JOBS —
1: Translate this sentence from the SystemTap tutorial below into Spanish: "The <<< operator is used for aggregation."
2: In the SystemTap tutorial below, reproduce the stretch from "SystemTap Tutorial, Part-2" through "a numeric expression." without any changes.

SELECTED PASSAGE —
----

SystemTap Tutorial, Part-2

SystemTap time

SystemTap time

Last month, we explored SystemTap and how it works. We also discussed Tapset libraries, and looked at a few examples. Let’s proceed from there.

I am sure you have gone through the examples given on the SystemTap website and looked at other resources I mentioned in the References section of the last article. I will not try to cover all the topics mentioned there.

To collect statistical data, SystemTap supports aggregate variables. These are important when data needs to be collected quickly and in large volumes. The <<< operator is used for aggregation. The left operand specifies a scalar or array-index l-value, which must be declared global. The right operand is a numeric expression.

Let’s update the example (stapcount.stp) we saw last time, to use aggregation:

global syscalls
probe syscall.* { syscalls[name] <<< 1 }
probe timer.s(10) {
    foreach(name in syscalls- limit 5)
    printf("%8d %s\n", @count(syscalls[name]), name)
    delete syscalls

You might wonder that if it serves the same purpose, why should we use aggregation?

----

SUPPLIED DATA —
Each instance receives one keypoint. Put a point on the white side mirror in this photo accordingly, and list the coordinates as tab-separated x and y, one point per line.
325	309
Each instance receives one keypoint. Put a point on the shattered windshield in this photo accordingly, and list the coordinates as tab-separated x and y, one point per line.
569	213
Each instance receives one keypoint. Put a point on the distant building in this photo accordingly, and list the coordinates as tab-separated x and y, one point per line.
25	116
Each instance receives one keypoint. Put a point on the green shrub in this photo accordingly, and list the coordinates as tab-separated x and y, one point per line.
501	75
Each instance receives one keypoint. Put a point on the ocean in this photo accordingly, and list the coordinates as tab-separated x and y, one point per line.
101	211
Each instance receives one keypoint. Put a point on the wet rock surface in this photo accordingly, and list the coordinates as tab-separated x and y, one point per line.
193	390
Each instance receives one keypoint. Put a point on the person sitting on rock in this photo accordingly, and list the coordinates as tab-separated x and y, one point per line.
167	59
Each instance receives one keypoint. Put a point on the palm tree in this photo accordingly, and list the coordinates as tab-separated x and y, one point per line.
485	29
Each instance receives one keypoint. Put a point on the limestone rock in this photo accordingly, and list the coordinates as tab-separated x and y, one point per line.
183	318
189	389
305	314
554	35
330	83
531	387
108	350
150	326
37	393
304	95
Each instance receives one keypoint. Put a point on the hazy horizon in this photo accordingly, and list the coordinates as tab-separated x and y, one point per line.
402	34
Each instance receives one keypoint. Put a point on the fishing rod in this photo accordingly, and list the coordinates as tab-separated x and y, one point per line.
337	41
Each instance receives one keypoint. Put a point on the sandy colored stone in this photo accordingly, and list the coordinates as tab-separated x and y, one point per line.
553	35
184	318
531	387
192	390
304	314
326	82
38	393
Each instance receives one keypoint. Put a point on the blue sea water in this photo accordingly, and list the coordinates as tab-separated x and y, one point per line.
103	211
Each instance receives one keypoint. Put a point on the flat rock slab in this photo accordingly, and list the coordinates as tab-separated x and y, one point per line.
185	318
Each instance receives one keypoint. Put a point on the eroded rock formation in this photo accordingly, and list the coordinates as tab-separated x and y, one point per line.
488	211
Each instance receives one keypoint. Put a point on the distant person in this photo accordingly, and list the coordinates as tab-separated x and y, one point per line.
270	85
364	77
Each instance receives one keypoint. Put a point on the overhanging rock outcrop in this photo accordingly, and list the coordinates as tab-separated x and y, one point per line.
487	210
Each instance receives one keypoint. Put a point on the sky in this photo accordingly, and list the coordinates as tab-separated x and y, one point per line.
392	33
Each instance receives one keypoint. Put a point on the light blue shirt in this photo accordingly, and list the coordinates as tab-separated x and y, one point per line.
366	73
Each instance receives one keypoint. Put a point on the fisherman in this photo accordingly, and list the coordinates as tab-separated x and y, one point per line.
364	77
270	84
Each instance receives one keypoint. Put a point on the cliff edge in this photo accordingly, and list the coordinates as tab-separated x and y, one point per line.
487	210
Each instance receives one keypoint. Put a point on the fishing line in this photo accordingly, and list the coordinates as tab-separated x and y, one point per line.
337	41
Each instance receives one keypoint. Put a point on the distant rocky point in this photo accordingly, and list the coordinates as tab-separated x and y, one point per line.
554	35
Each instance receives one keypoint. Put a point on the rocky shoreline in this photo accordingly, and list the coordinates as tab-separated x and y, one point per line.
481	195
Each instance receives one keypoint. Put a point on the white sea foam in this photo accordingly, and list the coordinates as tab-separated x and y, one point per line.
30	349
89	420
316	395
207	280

----

RESPONSES IN ORDER —
1: El operador <<< se usa para la agregación.

2:
SystemTap Tutorial, Part-2

SystemTap time

SystemTap time

Last month, we explored SystemTap and how it works. We also discussed Tapset libraries, and looked at a few examples. Let’s proceed from there.

I am sure you have gone through the examples given on the SystemTap website and looked at other resources I mentioned in the References section of the last article. I will not try to cover all the topics mentioned there.

To collect statistical data, SystemTap supports aggregate variables. These are important when data needs to be collected quickly and in large volumes. The <<< operator is used for aggregation. The left operand specifies a scalar or array-index l-value, which must be declared global. The right operand is a numeric expression.